### Your task
Convert the listing from the line containing "ring on log" through the line containing "(791, 483), (849, 547)" into a JSON list of strings, with one string for each line and any blank lines omitted.

### Recorded data

=-=-=-=-=

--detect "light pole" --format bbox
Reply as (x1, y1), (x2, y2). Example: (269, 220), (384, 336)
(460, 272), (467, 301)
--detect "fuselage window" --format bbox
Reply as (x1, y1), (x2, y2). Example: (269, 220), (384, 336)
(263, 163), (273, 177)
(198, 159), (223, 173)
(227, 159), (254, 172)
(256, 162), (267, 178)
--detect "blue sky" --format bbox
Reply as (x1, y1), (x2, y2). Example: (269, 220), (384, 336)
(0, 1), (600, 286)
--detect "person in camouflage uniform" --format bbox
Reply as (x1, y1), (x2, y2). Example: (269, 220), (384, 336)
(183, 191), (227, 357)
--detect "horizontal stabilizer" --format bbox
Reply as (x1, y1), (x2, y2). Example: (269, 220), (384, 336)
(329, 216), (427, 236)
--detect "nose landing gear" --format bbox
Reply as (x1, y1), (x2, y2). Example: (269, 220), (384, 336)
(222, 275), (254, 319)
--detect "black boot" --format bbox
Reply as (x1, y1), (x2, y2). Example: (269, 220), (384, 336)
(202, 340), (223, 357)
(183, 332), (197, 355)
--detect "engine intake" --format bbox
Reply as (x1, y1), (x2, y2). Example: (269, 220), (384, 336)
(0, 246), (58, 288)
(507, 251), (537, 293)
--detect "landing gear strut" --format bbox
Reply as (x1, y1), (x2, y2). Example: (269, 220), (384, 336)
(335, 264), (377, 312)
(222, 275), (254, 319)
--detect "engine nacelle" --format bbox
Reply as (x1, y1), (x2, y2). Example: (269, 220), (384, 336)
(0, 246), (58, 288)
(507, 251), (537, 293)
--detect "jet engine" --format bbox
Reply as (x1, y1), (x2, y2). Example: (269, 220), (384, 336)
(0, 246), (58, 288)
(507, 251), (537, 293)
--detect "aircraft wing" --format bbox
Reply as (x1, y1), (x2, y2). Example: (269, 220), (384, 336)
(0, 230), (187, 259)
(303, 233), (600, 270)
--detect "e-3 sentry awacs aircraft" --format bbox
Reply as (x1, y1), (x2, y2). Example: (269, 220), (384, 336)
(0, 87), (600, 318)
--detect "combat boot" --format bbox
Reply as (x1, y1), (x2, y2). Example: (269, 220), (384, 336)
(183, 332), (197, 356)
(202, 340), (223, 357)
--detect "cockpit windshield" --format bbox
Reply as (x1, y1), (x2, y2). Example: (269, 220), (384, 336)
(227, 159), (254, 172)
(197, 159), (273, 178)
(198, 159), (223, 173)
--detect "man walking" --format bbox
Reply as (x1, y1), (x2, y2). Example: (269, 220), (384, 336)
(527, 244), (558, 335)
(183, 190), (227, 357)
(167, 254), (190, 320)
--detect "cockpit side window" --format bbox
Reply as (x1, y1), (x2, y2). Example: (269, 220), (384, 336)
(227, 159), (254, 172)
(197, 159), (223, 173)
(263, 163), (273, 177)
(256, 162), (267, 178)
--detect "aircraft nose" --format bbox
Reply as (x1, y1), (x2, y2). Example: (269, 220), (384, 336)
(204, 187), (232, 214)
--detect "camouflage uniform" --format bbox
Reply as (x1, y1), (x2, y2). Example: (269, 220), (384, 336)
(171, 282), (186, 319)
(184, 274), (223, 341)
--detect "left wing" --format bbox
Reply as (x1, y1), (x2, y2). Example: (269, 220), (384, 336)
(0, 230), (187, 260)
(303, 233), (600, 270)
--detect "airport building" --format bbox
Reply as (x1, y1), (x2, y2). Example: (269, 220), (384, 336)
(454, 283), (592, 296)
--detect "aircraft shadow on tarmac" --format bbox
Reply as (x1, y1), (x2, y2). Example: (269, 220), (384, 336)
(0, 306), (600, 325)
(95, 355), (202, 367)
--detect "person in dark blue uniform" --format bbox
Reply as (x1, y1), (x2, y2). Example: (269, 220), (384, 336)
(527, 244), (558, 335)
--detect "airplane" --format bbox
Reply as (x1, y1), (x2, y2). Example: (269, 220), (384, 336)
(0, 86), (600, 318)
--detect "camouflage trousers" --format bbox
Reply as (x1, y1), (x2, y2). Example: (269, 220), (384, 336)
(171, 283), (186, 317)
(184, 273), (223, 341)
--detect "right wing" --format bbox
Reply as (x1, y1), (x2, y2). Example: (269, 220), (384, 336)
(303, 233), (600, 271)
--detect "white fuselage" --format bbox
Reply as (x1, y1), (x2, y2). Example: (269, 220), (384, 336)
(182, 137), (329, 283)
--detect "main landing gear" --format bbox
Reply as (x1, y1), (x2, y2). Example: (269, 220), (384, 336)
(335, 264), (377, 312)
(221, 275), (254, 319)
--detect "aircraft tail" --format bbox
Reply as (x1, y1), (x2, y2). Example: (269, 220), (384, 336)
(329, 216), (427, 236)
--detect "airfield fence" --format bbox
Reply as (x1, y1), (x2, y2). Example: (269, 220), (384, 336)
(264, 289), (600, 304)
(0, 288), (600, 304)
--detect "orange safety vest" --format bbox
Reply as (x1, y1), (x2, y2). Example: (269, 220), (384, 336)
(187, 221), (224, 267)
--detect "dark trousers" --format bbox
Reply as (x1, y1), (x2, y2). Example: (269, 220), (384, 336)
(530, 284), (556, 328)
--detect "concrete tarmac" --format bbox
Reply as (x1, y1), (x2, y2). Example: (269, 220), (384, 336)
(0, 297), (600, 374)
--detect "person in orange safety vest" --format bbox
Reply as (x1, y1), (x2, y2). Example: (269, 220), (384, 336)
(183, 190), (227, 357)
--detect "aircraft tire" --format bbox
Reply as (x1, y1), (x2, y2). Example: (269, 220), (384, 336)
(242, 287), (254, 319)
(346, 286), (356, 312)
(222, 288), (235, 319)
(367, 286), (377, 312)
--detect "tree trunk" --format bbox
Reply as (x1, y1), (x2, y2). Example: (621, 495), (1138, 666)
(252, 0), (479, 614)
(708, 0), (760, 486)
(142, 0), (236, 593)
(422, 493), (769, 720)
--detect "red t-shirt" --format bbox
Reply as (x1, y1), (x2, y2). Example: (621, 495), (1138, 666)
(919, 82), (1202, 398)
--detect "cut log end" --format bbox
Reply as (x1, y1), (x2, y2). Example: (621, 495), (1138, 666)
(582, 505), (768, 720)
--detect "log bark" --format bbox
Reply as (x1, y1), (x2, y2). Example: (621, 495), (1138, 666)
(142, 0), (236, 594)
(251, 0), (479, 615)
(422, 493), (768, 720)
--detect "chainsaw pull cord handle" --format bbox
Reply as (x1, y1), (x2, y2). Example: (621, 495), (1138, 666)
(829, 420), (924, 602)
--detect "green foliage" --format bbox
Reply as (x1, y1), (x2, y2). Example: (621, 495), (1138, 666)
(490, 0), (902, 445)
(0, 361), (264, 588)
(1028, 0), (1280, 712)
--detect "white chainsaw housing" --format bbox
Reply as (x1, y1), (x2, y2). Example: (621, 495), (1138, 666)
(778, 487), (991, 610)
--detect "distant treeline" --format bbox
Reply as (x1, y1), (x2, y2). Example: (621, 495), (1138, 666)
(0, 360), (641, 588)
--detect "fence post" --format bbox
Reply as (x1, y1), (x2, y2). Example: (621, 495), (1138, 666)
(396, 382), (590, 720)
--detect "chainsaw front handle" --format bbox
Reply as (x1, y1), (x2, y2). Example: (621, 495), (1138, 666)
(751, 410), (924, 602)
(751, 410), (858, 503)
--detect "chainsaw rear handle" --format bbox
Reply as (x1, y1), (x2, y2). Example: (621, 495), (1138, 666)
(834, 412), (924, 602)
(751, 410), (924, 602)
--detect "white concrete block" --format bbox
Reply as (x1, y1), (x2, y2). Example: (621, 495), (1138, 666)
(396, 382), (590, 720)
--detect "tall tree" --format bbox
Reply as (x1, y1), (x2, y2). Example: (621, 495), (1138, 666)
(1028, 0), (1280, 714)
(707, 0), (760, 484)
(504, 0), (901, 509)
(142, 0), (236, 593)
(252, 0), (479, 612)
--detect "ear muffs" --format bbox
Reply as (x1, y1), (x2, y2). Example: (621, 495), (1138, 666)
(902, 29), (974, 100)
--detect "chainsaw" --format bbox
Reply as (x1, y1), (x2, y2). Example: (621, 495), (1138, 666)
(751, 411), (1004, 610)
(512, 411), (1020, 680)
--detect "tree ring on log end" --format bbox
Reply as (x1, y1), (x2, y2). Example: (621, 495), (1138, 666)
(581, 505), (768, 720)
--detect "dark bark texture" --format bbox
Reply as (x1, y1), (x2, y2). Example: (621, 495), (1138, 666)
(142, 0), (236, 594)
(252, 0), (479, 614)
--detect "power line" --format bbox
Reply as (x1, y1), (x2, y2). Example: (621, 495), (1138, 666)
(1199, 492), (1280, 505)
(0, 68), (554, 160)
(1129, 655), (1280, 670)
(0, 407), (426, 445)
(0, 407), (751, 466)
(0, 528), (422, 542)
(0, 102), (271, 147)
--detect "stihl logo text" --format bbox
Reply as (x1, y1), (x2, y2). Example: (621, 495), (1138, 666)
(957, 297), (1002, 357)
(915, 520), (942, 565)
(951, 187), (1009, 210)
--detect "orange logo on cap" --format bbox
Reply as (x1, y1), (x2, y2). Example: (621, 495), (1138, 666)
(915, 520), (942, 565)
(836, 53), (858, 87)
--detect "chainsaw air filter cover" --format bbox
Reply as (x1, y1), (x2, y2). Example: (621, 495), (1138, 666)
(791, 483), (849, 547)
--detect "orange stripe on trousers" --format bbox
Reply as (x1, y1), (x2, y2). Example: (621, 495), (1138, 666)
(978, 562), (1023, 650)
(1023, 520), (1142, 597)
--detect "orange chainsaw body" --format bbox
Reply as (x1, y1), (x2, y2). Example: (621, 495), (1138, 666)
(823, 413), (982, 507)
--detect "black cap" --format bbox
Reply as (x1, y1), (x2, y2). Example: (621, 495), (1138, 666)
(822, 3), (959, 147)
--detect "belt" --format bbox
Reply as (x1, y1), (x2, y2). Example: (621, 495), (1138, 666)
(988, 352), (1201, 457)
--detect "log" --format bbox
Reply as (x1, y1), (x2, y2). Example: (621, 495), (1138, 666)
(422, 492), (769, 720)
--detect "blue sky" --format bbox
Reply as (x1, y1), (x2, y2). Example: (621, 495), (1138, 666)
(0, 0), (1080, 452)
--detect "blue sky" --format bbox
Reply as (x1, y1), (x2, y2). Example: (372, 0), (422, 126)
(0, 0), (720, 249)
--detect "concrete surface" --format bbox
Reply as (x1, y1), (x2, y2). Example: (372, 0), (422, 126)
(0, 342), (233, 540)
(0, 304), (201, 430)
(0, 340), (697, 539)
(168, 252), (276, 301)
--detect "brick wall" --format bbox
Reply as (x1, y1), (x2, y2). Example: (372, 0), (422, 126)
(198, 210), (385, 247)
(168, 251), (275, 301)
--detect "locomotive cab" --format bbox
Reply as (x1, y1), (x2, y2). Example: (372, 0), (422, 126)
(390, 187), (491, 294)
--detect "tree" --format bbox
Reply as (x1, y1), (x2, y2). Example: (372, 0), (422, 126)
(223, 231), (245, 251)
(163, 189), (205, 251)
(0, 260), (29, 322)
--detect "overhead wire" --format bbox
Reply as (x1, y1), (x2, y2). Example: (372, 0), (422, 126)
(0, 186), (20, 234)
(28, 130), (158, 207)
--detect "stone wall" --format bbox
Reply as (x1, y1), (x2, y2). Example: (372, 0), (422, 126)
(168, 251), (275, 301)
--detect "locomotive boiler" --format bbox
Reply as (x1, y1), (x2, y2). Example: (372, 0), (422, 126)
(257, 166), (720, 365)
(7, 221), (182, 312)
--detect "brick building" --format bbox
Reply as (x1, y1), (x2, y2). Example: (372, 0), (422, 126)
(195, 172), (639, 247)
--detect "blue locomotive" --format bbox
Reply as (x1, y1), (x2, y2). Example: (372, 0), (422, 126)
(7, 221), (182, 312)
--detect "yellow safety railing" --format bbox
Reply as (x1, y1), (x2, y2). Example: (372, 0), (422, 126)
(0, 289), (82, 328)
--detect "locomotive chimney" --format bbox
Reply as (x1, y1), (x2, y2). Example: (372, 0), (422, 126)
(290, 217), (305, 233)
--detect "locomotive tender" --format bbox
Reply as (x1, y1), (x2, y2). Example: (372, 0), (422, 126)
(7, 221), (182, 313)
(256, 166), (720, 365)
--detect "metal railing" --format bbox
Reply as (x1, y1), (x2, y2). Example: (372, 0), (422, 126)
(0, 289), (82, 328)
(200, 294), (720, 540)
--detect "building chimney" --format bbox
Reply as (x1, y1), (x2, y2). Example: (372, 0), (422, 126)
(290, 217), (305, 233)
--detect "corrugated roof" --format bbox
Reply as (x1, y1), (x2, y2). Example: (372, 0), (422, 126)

=-=-=-=-=

### Exercise result
[
  "--detect \"tree ring on log end\" --format bbox",
  "Reply as (x1, y1), (x2, y2). Example: (621, 495), (1138, 666)",
  "(581, 505), (768, 720)",
  "--detect \"dark bark texture\" --format bbox",
  "Reply as (x1, y1), (x2, y2). Example: (621, 495), (1138, 666)",
  "(142, 0), (236, 594)",
  "(252, 0), (479, 614)",
  "--detect \"power line\" --format bbox",
  "Reply as (x1, y1), (x2, y2). Example: (621, 495), (1138, 666)",
  "(1199, 492), (1280, 505)",
  "(0, 68), (554, 160)",
  "(1129, 655), (1280, 670)",
  "(0, 407), (426, 445)",
  "(0, 407), (751, 466)",
  "(0, 528), (422, 542)",
  "(0, 102), (271, 147)",
  "--detect \"stihl logo text\" --format bbox",
  "Reply as (x1, y1), (x2, y2). Example: (621, 495), (1138, 666)",
  "(957, 297), (1002, 357)",
  "(915, 520), (942, 565)",
  "(951, 187), (1009, 210)",
  "--detect \"orange logo on cap\" --format bbox",
  "Reply as (x1, y1), (x2, y2). Example: (621, 495), (1138, 666)",
  "(915, 520), (942, 565)",
  "(836, 53), (858, 87)",
  "--detect \"chainsaw air filter cover\" --format bbox",
  "Reply as (x1, y1), (x2, y2). Example: (621, 495), (1138, 666)",
  "(791, 483), (849, 547)"
]